The problem |
Starting at the line that contains "of the white" and ending at the end of the data, rewrite those lines with "marker" changed to "dot" everywhere and the rest left as it is.

Stored rows |
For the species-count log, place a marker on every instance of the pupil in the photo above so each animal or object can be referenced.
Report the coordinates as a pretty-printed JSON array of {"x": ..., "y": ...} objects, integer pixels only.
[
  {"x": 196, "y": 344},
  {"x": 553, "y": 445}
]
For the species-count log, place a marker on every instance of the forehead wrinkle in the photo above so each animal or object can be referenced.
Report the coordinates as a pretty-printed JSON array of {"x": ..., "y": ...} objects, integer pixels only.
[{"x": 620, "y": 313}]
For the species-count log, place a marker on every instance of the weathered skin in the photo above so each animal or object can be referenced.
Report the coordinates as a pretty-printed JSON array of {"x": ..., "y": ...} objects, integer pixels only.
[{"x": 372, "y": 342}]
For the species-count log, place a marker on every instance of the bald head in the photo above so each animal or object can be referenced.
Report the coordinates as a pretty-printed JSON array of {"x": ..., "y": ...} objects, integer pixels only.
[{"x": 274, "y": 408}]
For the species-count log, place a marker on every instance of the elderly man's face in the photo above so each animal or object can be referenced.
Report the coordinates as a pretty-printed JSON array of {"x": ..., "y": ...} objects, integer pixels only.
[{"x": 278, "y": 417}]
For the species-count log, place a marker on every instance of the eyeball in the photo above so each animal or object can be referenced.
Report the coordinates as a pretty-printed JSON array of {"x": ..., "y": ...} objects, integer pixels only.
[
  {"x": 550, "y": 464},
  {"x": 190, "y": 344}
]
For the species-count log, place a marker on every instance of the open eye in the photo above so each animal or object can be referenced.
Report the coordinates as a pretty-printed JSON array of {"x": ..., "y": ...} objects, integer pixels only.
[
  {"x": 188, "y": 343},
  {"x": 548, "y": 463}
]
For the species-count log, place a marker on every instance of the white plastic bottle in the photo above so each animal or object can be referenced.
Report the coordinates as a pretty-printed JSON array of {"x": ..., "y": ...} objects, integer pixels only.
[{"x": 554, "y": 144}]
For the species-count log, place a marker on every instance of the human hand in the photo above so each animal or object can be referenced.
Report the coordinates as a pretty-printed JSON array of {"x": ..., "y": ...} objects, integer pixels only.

Full response |
For the species-count log, place a dot on every instance of the white plastic bottle in the photo above so each animal or object can be referenced.
Report the coordinates as a pretty-printed JSON array of {"x": ..., "y": ...} objects, integer pixels only.
[{"x": 554, "y": 144}]
For the species-count log, place a dot on every instance of the human hand in the photo above so each animal or object can be referenced.
Report the coordinates as a pretty-printed JSON array of {"x": ..., "y": ...} objects, integer pixels only.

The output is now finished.